-- Objective A --
In the OCRfixr description, quote the passage from "Since there is" to "updates the word.".
-- Objective B --
In the OCRfixr description, list every plausible replacement that spellcheck (symspellpy) gives for the misread word "stoie".

-- Text section --
[Start]
As written in book: 
> _"The birds flevv south"_

Corrected text:
> _"The birds flew south"_

### How OCRfixr Works:
OCRfixr fixes misreads by checking __1) possible spell corrections__ against the __2) local context__ of the word. For example, here's how OCRfixr would evaluate the following OCR mistake:

As written in book: 
> _"Days there were when small trade came to the __stoie__. Then the young clerk read._"

| Method | Plausible Replacements |
| --------------- | --------------- | 
| Spellcheck (symspellpy) | stone, __store__, stoke, stove, stowe, stole, soie |
| Context (BERT) | market, shop, town, city, __store__, table, village, door, light, markets, surface, place, window, docks, area |

Since there is match for both a plausible spellcheck replacement and that word reasonably matches the context of the sentence, OCRfixr updates the word.
[End]
-- Supplied records --
[Start]
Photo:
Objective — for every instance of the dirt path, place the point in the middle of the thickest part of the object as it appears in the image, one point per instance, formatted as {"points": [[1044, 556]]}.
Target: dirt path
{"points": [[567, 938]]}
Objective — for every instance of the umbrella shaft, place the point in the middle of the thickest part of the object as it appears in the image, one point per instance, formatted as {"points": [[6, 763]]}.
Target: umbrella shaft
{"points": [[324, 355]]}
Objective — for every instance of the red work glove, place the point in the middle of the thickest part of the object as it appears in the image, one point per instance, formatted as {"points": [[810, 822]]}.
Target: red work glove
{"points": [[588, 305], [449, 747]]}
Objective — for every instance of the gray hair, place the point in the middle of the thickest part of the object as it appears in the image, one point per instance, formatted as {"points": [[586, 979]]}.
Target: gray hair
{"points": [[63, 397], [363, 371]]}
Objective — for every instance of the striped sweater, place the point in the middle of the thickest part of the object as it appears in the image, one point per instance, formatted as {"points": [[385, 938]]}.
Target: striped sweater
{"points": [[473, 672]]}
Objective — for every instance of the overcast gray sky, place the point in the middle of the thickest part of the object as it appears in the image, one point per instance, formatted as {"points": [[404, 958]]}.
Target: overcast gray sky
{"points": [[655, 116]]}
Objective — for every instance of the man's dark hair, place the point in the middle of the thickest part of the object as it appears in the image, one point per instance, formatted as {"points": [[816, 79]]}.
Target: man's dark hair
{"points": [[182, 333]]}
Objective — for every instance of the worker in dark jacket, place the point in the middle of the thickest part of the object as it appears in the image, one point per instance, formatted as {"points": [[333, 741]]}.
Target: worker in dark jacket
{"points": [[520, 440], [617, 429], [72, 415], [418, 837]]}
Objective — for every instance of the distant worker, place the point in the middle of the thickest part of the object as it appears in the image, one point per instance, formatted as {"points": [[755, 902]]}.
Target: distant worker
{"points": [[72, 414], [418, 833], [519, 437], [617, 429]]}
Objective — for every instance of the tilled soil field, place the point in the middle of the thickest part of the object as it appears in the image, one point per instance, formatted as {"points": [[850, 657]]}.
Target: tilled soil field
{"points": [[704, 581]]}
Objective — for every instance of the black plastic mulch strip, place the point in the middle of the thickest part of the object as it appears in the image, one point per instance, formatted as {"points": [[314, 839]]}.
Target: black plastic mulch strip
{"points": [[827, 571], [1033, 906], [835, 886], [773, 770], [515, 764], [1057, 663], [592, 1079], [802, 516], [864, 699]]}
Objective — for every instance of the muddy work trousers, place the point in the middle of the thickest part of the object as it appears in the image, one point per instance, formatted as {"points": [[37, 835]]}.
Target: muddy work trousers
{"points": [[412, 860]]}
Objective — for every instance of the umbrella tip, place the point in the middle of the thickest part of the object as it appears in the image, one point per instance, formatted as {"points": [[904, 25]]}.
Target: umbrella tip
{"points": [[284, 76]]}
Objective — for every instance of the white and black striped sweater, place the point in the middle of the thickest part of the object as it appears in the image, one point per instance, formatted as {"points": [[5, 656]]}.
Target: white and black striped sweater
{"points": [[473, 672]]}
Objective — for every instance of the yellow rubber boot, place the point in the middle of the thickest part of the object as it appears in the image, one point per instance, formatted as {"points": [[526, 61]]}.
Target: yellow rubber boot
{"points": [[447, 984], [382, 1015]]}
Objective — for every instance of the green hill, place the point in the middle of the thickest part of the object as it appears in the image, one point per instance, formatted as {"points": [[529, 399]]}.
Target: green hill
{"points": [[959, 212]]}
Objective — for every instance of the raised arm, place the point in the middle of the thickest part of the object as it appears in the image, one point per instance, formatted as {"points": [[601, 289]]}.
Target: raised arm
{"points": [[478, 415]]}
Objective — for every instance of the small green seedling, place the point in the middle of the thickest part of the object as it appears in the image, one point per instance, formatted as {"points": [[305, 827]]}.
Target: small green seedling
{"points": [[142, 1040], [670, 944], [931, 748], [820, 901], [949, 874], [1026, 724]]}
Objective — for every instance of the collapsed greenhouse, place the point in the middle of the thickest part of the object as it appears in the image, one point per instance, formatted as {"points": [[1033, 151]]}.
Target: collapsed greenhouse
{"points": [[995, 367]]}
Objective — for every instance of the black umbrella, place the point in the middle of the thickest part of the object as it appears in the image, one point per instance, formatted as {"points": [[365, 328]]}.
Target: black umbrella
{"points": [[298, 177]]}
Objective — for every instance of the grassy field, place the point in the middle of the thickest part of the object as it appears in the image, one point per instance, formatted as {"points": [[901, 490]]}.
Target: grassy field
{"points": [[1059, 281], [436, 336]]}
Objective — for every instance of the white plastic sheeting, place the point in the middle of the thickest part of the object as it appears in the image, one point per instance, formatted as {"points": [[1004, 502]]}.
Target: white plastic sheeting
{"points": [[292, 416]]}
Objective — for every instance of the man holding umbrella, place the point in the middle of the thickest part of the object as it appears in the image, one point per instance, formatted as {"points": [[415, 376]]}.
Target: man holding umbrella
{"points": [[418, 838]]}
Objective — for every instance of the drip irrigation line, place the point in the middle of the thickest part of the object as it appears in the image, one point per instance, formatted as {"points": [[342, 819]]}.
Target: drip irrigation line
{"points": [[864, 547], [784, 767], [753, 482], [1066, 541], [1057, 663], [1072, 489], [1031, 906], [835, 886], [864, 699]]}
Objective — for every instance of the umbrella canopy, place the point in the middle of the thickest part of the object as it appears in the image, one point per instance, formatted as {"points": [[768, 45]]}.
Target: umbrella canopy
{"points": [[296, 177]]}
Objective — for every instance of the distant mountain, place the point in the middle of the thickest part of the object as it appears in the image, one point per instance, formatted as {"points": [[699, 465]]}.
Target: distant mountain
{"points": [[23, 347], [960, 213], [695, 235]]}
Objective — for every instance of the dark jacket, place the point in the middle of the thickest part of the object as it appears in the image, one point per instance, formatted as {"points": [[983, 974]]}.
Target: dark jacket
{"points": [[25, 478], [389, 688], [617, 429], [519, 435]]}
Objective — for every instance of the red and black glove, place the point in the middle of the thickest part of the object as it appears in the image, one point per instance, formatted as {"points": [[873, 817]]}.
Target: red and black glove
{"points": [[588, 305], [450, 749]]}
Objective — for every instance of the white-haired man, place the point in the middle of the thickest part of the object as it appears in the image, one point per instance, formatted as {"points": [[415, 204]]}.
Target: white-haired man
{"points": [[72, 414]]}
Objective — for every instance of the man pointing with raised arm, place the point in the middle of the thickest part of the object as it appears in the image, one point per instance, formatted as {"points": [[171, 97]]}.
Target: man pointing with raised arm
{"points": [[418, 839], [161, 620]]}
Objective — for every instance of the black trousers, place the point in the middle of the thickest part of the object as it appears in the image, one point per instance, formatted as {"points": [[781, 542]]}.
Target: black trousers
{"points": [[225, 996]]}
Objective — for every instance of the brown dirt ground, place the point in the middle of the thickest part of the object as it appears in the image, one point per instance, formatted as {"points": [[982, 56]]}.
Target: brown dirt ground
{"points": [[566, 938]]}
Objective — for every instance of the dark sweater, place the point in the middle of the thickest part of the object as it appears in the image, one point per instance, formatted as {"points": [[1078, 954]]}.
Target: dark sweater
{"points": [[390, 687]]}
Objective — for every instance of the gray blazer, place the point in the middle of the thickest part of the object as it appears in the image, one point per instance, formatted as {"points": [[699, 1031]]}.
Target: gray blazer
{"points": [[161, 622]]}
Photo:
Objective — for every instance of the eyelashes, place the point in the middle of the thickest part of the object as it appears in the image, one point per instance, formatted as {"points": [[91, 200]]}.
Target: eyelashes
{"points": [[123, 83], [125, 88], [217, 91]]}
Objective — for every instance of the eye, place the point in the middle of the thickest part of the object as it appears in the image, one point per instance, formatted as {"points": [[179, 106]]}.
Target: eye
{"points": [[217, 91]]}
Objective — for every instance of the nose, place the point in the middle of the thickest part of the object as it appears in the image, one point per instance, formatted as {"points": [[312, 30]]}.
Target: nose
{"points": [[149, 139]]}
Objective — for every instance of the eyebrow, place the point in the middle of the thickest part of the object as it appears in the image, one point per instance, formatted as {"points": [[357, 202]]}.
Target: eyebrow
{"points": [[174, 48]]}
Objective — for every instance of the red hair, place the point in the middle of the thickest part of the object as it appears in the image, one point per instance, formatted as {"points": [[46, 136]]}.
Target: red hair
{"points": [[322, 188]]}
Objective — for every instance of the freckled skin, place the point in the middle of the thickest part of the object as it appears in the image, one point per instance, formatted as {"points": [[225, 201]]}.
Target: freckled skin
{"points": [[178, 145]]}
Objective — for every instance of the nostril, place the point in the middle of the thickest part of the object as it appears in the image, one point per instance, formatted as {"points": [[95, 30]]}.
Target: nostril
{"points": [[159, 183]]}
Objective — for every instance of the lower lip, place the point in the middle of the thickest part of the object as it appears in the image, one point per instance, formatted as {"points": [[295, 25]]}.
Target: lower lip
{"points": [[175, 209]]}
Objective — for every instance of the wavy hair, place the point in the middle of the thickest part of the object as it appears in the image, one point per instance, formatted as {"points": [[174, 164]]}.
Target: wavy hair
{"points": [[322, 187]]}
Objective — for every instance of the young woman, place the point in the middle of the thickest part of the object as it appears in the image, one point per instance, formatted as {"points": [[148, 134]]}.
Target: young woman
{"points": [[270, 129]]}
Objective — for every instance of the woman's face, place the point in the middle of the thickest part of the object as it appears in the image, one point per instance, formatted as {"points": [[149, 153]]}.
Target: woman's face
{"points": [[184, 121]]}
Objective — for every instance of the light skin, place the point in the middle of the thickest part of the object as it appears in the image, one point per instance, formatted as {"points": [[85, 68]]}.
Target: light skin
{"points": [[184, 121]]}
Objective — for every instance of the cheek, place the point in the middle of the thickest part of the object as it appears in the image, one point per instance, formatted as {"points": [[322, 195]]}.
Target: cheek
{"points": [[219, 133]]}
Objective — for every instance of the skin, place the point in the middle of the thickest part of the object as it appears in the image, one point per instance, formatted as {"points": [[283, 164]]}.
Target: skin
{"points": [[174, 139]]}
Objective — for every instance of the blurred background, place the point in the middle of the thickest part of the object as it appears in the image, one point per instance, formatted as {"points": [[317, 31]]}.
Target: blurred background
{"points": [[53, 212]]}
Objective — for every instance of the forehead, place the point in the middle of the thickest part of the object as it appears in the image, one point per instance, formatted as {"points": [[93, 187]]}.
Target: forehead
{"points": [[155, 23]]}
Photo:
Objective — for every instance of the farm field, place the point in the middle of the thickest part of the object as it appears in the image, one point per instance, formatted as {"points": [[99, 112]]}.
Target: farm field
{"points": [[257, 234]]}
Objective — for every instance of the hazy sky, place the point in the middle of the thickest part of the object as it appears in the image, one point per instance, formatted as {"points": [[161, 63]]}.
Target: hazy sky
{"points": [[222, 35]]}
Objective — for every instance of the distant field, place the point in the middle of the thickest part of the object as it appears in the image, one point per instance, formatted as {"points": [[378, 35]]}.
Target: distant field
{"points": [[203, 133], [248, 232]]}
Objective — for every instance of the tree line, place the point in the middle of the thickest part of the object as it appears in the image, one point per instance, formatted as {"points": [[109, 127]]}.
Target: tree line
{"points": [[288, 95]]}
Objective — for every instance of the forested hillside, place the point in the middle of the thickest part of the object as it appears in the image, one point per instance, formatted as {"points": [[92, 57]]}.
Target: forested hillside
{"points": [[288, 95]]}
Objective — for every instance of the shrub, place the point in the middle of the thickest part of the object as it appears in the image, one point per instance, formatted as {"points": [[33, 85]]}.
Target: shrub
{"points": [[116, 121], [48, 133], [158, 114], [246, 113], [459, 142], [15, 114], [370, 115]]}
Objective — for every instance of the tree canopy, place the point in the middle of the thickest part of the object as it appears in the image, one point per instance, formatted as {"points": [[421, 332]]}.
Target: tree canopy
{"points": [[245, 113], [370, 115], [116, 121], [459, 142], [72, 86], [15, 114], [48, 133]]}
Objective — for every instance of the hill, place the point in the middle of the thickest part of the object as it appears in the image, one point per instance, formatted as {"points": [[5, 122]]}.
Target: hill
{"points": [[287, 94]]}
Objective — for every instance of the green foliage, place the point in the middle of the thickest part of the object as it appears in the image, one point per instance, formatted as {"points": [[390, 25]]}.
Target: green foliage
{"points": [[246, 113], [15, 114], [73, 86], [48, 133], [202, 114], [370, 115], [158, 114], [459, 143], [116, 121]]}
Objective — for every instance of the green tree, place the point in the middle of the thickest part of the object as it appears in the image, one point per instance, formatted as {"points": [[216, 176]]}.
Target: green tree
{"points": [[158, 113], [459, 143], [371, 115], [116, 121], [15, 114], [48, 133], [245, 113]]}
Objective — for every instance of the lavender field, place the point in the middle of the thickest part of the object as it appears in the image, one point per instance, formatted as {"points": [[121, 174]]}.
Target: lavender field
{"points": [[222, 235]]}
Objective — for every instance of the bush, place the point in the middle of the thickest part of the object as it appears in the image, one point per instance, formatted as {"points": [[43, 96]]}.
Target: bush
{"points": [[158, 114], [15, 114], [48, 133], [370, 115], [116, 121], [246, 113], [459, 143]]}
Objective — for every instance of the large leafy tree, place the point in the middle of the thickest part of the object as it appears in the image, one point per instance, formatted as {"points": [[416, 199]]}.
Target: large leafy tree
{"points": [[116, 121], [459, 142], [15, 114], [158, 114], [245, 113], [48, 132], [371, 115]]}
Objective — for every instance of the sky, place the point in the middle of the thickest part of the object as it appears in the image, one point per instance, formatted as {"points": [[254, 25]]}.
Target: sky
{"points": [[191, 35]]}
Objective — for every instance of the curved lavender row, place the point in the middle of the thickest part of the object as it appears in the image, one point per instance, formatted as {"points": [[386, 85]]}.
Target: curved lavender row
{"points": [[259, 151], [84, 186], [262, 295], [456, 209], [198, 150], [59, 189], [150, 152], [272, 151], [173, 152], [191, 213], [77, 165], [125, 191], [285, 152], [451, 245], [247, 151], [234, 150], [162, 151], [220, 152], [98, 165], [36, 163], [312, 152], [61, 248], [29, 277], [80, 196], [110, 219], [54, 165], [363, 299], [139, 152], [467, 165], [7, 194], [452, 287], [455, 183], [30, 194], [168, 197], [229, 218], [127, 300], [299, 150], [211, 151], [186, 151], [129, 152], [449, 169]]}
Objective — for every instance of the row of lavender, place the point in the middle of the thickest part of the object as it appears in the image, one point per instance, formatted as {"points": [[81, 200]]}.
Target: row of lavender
[End]
-- Correct result A --
Since there is match for both a plausible spellcheck replacement and that word reasonably matches the context of the sentence, OCRfixr updates the word.

-- Correct result B --
stone, store, stoke, stove, stowe, stole, soie